### GIVEN PASSAGE

I wrote this object oriented implementation of the CGI back in 1996. The class interface (listing 1) is quite simple. It only supports HTTP GET and POST methods, and only the first value of a multi-value parameters can be returned.

The structure _varval defines a variable/value pair. The two supported methods are defined by the enumeration cgi_type. The class only has a few methods:

method() returns the method used by the incoming HTTP request.
exist() returns the number of request parameters, thus indicates whether there are incoming request parameters.
exits(char*) returns 1 if the specified parameter exists; 0 otherwise.
value(char*) returns the value of the specified parameter; NULL if it does not exist.

Listing 2 shows the actual implementation of the class.

In order to parse the input, we need to be able to decode URL encoded input data. Decoding consists in transforming escaped characters from the input back to their ASCII form. An escaped character is of the form "%HH", where HH is a 2-character string representing the hexadecimal value of the original ASCII character. Decoding is done here through the helper function x2c (lines 12-20), which takes a string representation of a hexadecimal value (i.e. the HH part of the escaped character) and returns the corresponding ASCII character (i.e. the original character).

### COMPLETE THE FOLLOWING
1) Translate this sentence from the CGI class article into French: "The structure _varval defines a variable/value pair."
2) Continue the CGI class article from its final sentence.
The records come from a separate source.

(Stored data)

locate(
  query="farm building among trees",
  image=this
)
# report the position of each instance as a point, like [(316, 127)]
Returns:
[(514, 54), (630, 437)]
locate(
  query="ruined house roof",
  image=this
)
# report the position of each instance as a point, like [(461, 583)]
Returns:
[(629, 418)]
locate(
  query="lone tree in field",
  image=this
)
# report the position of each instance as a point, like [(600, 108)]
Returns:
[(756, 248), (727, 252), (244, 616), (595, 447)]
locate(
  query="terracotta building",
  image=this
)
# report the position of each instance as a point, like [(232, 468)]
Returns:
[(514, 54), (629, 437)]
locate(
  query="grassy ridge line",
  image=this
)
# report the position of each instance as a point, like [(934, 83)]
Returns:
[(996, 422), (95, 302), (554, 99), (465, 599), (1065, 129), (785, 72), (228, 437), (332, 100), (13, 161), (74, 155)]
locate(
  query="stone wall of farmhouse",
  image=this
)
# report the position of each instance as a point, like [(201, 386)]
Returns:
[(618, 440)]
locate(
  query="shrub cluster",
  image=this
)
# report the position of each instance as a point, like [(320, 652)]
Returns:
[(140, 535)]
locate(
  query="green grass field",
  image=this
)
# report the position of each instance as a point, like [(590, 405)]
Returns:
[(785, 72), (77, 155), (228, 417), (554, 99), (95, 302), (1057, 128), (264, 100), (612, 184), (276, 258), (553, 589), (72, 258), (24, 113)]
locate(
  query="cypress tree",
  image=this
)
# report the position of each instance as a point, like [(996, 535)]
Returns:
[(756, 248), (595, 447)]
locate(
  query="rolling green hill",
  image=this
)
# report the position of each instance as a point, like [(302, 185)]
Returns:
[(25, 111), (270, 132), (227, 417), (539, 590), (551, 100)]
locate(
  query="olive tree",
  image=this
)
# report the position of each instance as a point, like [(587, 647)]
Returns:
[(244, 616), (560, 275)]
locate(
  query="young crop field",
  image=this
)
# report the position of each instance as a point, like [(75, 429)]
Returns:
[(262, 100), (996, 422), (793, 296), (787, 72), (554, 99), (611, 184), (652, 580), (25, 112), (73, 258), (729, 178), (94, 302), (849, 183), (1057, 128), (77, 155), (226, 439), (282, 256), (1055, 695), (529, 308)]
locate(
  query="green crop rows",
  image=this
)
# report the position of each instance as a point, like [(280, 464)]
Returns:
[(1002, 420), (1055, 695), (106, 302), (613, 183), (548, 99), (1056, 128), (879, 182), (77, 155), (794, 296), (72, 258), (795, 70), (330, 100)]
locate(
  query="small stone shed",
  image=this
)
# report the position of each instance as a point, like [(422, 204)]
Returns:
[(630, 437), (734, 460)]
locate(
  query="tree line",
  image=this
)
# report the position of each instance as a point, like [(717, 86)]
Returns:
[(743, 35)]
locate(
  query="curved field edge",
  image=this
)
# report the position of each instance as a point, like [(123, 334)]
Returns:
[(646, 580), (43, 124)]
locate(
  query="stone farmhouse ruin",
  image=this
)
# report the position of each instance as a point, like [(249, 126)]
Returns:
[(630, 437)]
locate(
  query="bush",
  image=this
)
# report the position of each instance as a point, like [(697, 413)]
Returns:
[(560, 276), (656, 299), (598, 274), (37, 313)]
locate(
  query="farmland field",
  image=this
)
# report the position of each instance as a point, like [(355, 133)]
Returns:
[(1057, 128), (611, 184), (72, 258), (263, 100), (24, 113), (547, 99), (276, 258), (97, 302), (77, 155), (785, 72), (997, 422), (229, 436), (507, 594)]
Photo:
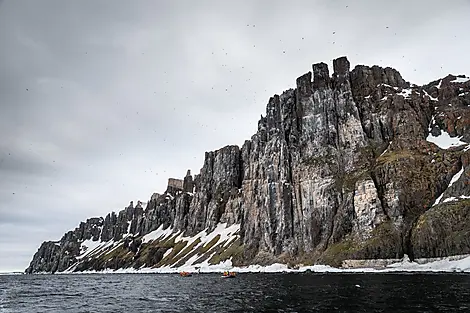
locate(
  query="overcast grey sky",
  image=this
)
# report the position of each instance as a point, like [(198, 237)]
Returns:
[(102, 101)]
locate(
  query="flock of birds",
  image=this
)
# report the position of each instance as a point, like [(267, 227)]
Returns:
[(224, 66)]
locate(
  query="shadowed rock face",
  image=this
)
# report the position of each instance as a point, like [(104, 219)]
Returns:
[(339, 168)]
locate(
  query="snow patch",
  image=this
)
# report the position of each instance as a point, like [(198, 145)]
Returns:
[(455, 178), (448, 264), (406, 93), (157, 234)]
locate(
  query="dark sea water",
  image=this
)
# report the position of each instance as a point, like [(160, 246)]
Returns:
[(303, 292)]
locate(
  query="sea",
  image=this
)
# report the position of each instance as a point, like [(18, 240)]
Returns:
[(248, 292)]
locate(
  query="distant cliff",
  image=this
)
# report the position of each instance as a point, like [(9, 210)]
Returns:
[(357, 165)]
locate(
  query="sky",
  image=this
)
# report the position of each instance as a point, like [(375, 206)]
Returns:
[(102, 101)]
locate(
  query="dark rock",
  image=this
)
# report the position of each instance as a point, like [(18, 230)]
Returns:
[(338, 168)]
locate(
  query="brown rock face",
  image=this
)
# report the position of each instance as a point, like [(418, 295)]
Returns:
[(340, 167)]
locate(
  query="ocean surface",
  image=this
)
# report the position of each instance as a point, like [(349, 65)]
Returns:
[(299, 292)]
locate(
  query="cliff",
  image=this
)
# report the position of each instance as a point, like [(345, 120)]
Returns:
[(357, 165)]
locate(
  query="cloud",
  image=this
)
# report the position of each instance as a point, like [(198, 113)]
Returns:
[(105, 101)]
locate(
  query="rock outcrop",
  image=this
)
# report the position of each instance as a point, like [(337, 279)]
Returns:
[(359, 164)]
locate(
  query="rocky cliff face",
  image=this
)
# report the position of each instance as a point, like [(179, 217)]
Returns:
[(357, 164)]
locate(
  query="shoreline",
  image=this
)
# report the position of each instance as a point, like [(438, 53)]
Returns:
[(447, 265)]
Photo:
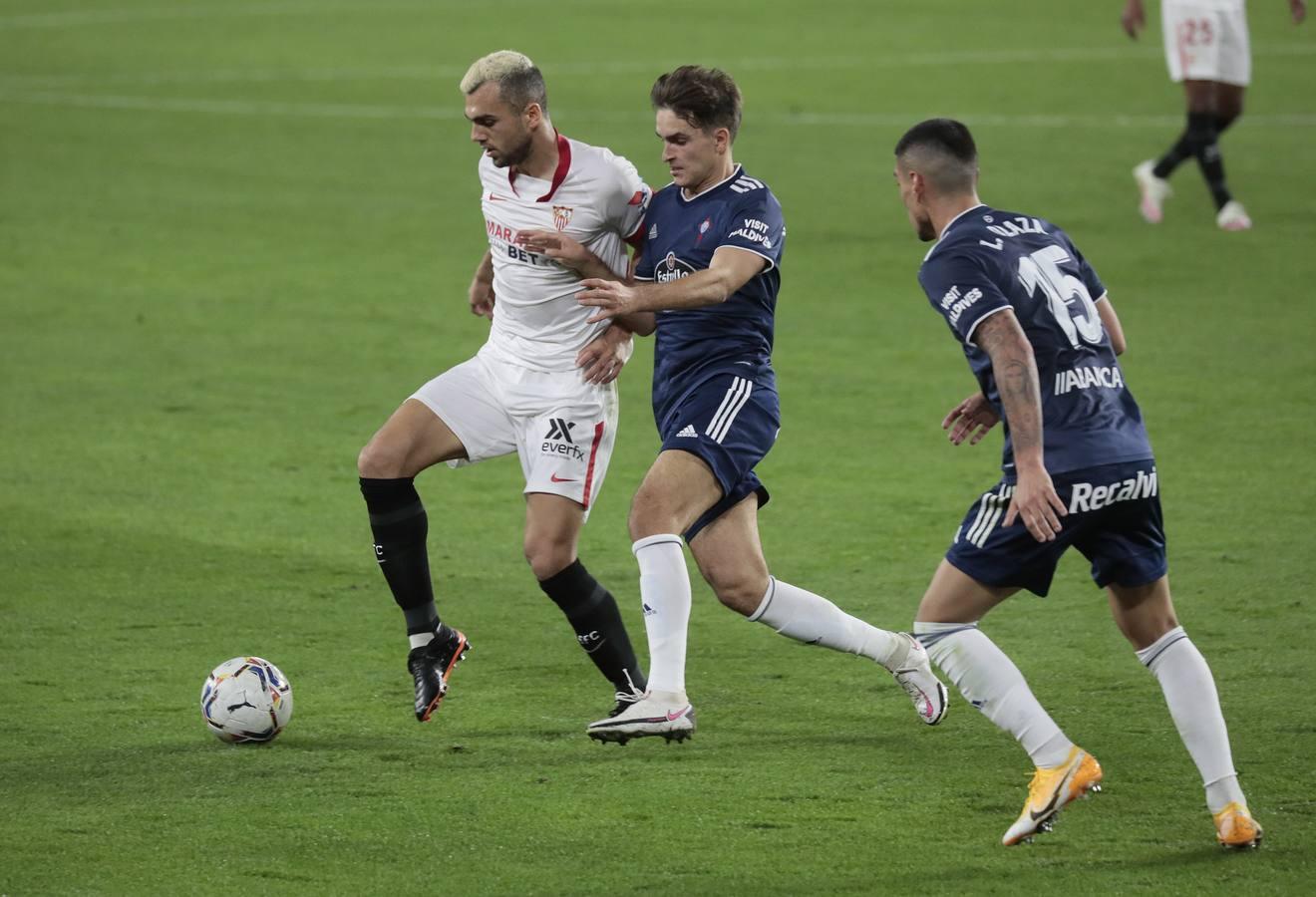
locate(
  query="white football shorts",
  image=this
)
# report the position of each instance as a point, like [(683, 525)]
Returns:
[(1205, 44), (559, 427)]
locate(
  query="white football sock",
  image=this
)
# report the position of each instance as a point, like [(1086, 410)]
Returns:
[(814, 620), (991, 682), (665, 592), (1189, 691)]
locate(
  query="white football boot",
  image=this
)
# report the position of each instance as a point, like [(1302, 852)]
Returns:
[(913, 673), (1233, 217), (1154, 192), (657, 713)]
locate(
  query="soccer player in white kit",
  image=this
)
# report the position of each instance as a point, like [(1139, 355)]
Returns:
[(555, 210), (1207, 50)]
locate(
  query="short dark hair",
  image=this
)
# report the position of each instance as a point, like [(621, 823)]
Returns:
[(706, 98), (946, 148), (518, 90)]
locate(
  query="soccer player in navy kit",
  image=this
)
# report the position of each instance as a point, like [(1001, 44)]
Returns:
[(712, 247), (1041, 338)]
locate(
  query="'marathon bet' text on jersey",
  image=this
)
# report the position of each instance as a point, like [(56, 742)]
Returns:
[(988, 260), (595, 197)]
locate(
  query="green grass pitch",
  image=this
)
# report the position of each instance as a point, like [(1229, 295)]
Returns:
[(233, 235)]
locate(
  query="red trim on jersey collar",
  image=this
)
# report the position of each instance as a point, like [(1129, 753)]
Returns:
[(558, 176)]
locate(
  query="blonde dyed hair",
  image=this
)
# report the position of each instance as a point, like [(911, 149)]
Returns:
[(518, 81)]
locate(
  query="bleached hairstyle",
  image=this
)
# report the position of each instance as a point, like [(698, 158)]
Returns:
[(518, 81)]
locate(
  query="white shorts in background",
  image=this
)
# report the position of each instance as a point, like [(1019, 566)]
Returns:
[(560, 427), (1204, 42)]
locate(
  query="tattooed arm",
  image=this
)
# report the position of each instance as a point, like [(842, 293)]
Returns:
[(1035, 500)]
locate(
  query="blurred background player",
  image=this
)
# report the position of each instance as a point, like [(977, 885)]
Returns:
[(541, 386), (712, 247), (1205, 48), (1019, 299)]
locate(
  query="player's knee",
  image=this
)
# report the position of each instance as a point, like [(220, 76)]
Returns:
[(547, 556), (736, 585), (650, 514), (379, 461)]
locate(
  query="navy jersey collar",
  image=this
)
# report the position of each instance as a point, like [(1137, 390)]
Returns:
[(949, 225), (736, 172)]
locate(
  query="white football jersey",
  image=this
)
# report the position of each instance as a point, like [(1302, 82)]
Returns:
[(595, 197), (1217, 5)]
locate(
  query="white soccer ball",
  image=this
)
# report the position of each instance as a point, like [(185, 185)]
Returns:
[(246, 700)]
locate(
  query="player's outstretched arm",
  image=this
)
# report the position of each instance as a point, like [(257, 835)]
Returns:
[(1012, 363), (1111, 321), (971, 419), (1134, 19), (729, 270), (604, 357), (481, 295), (566, 251)]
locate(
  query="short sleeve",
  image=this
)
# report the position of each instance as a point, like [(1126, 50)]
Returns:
[(961, 288), (756, 225), (645, 264), (628, 201)]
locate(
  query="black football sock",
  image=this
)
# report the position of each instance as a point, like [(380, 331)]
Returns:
[(399, 525), (592, 613), (1205, 147), (1175, 155)]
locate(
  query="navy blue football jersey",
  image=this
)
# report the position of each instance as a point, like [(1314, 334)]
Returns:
[(694, 345), (987, 260)]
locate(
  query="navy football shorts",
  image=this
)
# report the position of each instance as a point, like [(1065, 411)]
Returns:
[(729, 423), (1114, 519)]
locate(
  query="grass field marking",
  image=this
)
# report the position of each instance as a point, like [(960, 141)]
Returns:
[(453, 114), (79, 17), (632, 66)]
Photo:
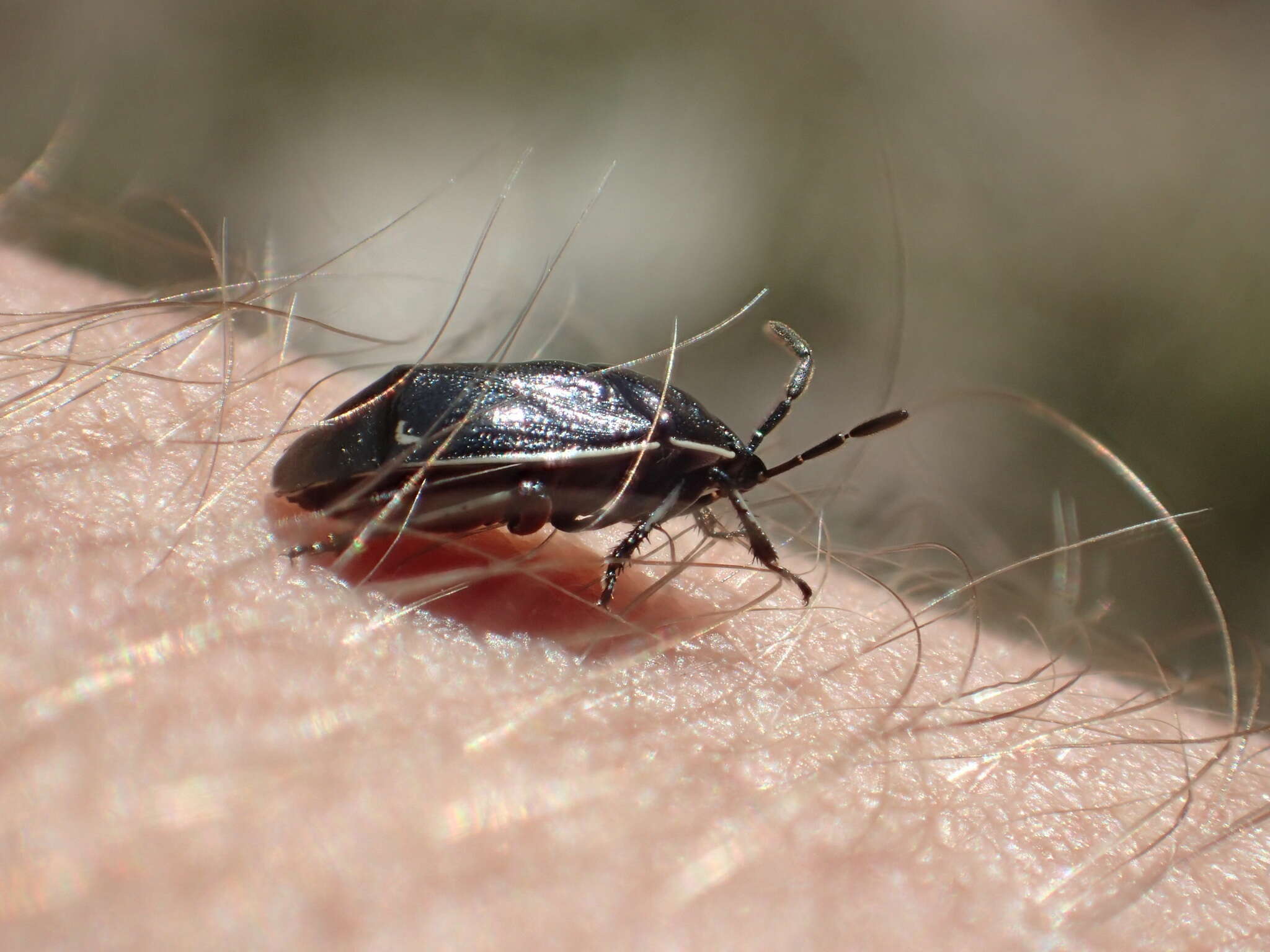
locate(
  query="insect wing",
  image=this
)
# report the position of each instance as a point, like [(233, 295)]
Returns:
[(538, 412)]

### OUTPUTS BY TASK
1) La structure _varval définit une paire variable/valeur.

2)
The meat of the implementation is from parsing the input data (lines 50-96). The parsing is done in two linear reading passes of the input data. The first pass counts the number of variable-value pairs so that proper memory can be allocated for their storing (lines 56-59). The count is based on the number of variable-value pairs separator '&'.

The second reading pass extracts the variable-value pairs and stores them in the previously allocated array of varval's (lines 62-96). As characters are read from the input, they are copied to the temporary buffer tmp. When URL encoded characters are encountered, they are decoded before being copied to the temporary buffer (lines 66-72). When a '=' or '&' character is encountered, the content of the temporary buffer is saved respectively as a request variable or value (lines 73-85), as all characters before '=' constitute the variable and all characters after '=' constitute the variable's value.

With the parsing function implemented, the constructor (lines 22-48) consists in determining the request method, getting the input from the right source depending on the method, then calling parseInput to extracts the variable-value pairs.

Conclusion

As with anything, one of the keys to a successful development is using the right tool for the right project. Even though we now have more sophisticated technologies than CGI, such as J2EE or .NET, it does not make sense to use these technologies when it comes to developing a quick HTML form for sending emails or for collecting feedbacks. This explains why there are still a great number of CGI scripts still in use.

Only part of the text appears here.